PROBLEM TO WORK ON = Please find all lines in the data that hold the string "rough" and copy them.
-- DATA SECTION follows --
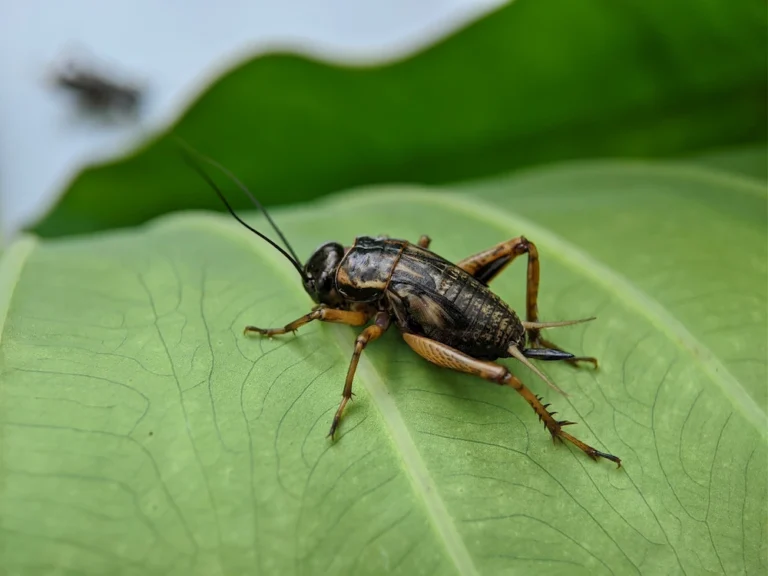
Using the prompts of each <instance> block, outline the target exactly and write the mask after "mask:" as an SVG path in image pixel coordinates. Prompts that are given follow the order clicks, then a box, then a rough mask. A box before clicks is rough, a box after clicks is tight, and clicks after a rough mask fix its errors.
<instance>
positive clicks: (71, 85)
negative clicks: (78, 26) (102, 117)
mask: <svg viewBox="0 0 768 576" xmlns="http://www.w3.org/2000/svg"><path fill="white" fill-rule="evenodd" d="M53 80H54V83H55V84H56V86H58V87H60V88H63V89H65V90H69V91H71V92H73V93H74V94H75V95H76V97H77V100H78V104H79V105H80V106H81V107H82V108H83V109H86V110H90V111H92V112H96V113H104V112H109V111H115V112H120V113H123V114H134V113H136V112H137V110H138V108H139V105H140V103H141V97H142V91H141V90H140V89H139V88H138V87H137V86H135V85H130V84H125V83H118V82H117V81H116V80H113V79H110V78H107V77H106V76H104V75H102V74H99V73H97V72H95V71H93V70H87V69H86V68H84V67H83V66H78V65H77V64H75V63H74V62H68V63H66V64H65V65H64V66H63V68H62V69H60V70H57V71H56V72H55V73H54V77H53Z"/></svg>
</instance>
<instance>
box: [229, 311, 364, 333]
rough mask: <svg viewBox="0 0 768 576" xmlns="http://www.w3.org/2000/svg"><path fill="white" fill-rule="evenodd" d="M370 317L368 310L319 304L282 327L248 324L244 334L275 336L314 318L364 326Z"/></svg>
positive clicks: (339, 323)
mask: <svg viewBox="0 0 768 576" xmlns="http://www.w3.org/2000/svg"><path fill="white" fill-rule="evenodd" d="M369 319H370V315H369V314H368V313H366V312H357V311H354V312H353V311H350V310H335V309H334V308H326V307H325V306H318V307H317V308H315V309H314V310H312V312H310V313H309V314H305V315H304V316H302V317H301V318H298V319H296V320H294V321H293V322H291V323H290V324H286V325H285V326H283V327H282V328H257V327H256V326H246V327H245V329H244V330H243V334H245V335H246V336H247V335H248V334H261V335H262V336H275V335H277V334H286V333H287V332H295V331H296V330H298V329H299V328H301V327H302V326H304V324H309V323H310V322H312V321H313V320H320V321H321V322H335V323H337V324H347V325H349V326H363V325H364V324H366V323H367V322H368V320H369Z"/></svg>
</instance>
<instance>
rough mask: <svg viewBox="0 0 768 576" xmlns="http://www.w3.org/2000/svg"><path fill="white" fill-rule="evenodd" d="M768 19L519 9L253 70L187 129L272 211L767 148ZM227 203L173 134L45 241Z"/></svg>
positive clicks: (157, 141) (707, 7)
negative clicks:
-- DATA SECTION concluded --
OUTPUT OF THE EXERCISE =
Using the prompts of each <instance> block, outline the target exactly and write the mask after "mask:" as an SVG path in image pixel coordinates. Prompts that are given follow the order clicks, then a box, then a rough mask. A box before clicks is rough, a box after clicks is tight, and clicks after a rough mask fix its errors.
rough mask: <svg viewBox="0 0 768 576" xmlns="http://www.w3.org/2000/svg"><path fill="white" fill-rule="evenodd" d="M370 317L368 310L319 304L282 327L248 324L244 334L275 336L314 318L364 326Z"/></svg>
rough mask: <svg viewBox="0 0 768 576" xmlns="http://www.w3.org/2000/svg"><path fill="white" fill-rule="evenodd" d="M768 19L519 9L253 70L187 129L272 211L767 148ZM227 203L173 134L45 241Z"/></svg>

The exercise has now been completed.